JOBS:
1. Using the passage on bank competition below, decide whether each statement agrees with it, answering yes or no and quoting the words that decide it: (a) An Inquiry Bank presented its refinancing findings to executives in June 2015. (b) The ACCC is to be the lead regulator for the consumer data right. (c) The consumer data right was first proposed by Treasury.
2. Write the next part of the passage on bank competition, following on from its final sentence.

TEXT PASSAGE:

====

There were also references to “encouraging rational market conduct”, “maintaining orderly market conduct” and maintaining “industry conduct”.

There were also references to a desire to have interest rates that are “mid-ranking”, and to the need not to “lead the market down”.

Comments like these are at odds with banks’ assurances and the reasonable community expectations that competition in the sector is vigorous and effective.

2. Data as competition driver

From a competition perspective, it could be argued that ‘customer stickiness’ is an issue for the customer to resolve.

Fair point. Up to a point.

A study by one Inquiry Bank into customer refinancing requests found that where an existing borrower requests a discount, the Inquiry Bank only needs to come close to the discount requested in order to retain the borrower.

That Inquiry Bank observed in a presentation to its executives in the residential mortgage lending division in June 2015 that “where we allowed repricing to occur, customers are price inelastic when the discount offered is close to their requested discount”.

For this reason, residential mortgages and personal banking more generally make one of the strongest cases I have seen for data portability and data access by customers to overcome the inertia of changing lenders.

As an organisation, the ACCC is more than pleased with Treasury’s Report of the Review into Open Banking and its recommendations as it outlines a framework for a consumer data right.

As the Treasurer noted:

Granting third-party access to a customer’s data will allow rival providers to offer competitive deals, products that are tailored to individual needs, and enhanced services that simplify the choices customers face when accessing banking services. 

It should simplify the process of switching between banks and help to overcome the ‘hassle factor’ that sees customers stay with their current bank even in the presence of more competitive deals elsewhere.12

At worst, the ‘hassle factor’ of comparing and switching should be a bug in the system; it shouldn’t be a feature which benefits an industry lacking in vigorous competition.

The Government has announced that the ACCC will be the lead regulator for the consumer data right, with strong support from the Office of the Australian Information Commissioner.

The consumer data right was, of course, the brain child of the Productivity Commission in a report to the Government last year.

The ACCC’s proposed roles include making rules to implement the specifics of the data right, and taking enforcement action to ensure that participants in the new framework meet their obligations.

We are undertaking preparatory work in anticipation of this new role, recognising that formal commencement will be determined once the government has finalised its response to the Open Banking report.

3. Stability versus competition

This is a topic we avoid, but it is one we must talk about.

In recent public statements, particularly in response to the recent Productivity Commission draft report on Competition in the Australian Financial System, senior bank representatives have suggested that prudential regulation and other supportive measures are vital to keep them strong.

====

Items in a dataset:

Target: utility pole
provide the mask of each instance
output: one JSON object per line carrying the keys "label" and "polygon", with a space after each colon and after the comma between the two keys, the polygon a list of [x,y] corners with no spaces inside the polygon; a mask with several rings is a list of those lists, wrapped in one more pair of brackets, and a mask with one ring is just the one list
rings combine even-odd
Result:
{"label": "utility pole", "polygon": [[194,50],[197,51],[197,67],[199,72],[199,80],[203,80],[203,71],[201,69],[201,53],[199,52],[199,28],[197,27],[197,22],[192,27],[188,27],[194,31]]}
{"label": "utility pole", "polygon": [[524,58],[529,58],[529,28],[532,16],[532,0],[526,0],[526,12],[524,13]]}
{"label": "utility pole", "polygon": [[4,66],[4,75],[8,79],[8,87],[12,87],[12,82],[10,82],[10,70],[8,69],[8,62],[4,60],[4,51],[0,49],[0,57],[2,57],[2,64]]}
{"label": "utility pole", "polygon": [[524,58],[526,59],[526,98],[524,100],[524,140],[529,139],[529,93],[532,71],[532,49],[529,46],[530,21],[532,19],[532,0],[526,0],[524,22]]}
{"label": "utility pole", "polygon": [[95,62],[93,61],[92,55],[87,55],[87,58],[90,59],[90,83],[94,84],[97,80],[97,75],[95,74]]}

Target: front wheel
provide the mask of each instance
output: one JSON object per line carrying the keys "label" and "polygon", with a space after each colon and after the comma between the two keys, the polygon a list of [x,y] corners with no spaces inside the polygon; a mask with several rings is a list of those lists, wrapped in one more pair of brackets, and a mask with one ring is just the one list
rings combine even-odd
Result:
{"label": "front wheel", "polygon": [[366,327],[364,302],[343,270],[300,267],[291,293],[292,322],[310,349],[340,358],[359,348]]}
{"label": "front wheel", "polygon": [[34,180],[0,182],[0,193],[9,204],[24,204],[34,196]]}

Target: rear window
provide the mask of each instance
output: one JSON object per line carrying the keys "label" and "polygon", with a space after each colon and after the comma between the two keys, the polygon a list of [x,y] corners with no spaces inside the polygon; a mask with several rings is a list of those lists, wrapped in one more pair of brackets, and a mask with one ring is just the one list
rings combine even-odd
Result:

====

RESULTS IN ORDER:
1.
(a) Yes: "in a presentation to its executives in the residential mortgage lending division in June 2015"
(b) Yes: "the ACCC will be the lead regulator for the consumer data right"
(c) No: "The consumer data right was, of course, the brain child of the Productivity Commission"

2.
They also argue, however, that they are commercial enterprises and as such, must be allowed to pursue an objective of maximising shareholder value.

I believe there is a tension in these two positions that needs to be examined further.

But beyond this tension, we must recognise that the poor performance and failures of banks worldwide, that have often prompted enhanced stability measures, were not caused by excessive competition. Quite the contrary.

Often they appear to have been caused by inappropriate behaviour and endemic short-termism, possibly driven by a desire for huge bonuses.

The current Banking Royal Commission is also revealing further failures that cannot be blamed on strong competition.

On the contrary, if we continue to insulate our major banks from the consequences of their poor decisions, we risk stifling the cultural change many say is needed within our major banks to put the needs of their customers first.

There is a, perhaps old fashioned view, that facing strong competition forces firms to increase their focus on customer outcomes.

I think this holds for all sectors of economy, including the banking sector.

Vigorous competition is a powerful mechanism for driving improved efficiency, and also for driving improved price and service offerings to customers.

Culture change to deliver better outcomes for consumers will not occur because the community, regulators or perhaps even some bankers wish it to happen.

Competition is not, repeat not, welcomed by businesses. This is because it delivers better outcomes for consumers. This is exactly what seems to be needed in our banking system.

The ACCC is deeply involved in helping consumers find and achieve lower prices in areas of essential purchases, from electricity to petrol. But most consumers spend significantly more on various financial products, particularly servicing their home mortgage.

Financial stability will be helped by more competition. More importantly, so will consumers.


Ladies and gentlemen, the ACCC's mandate is to promote competition and fair trading.

It is clear from our interim report into residential mortgage pricing that there are significant issues in the banking sector which raise concerns about competition in the sector as well as fair trading.

Soon after June 30 this year, the ACCC will be releasing its final report into residential mortgages. Our focus will then turn to how best to promote competition in the industry more generally and we will proactively identify issues to examine, particularly leveraging off the work of the Productivity Commission.

The industry should be aware of, and respond to, the fact that the drive for consumers to get a better deal out of banking is shared by many beyond the ACCC. Every household in Australia is watching.

Thank you for your time today.


[2] Page xviii. Emphasis added.

[3] This figure is based on data from the five Inquiry Banks on the total number of variable residential mortgage loans as of 30 June 2017. In the data provided by the Inquiry Banks, borrowers have been split into groups based upon the size of the discount they receive. The discount received by a borrower is defined as the difference between the advertised headline interest rate of a particular product, minus the actual interest rate the customer is paying.

[4] This figure reports the total discount received by borrowers—it includes the advertised and discretionary discounts received by borrowers. A borrower’s eligibility for a discount typically depends on a number of factors, including the borrower’s characteristics and the lender’s policies at the time the discount is sought.

[5] Source: ACCC analysis of data supplied by the Inquiry Banks.

[6] Source: ACCC analysis of data supplied by the Inquiry Banks. This range has been adjusted to account for potential anomalies in one Inquiry Bank’s data caused by a change in its product categorisations that was being implemented during June 2017. If that bank’s original data were considered, the upper end of this range would be higher.

[7] The solid bars show the average rate paid by borrowers at 30 June 2015, 2016 and 2017. The shaded sections show the average discount received by borrowers.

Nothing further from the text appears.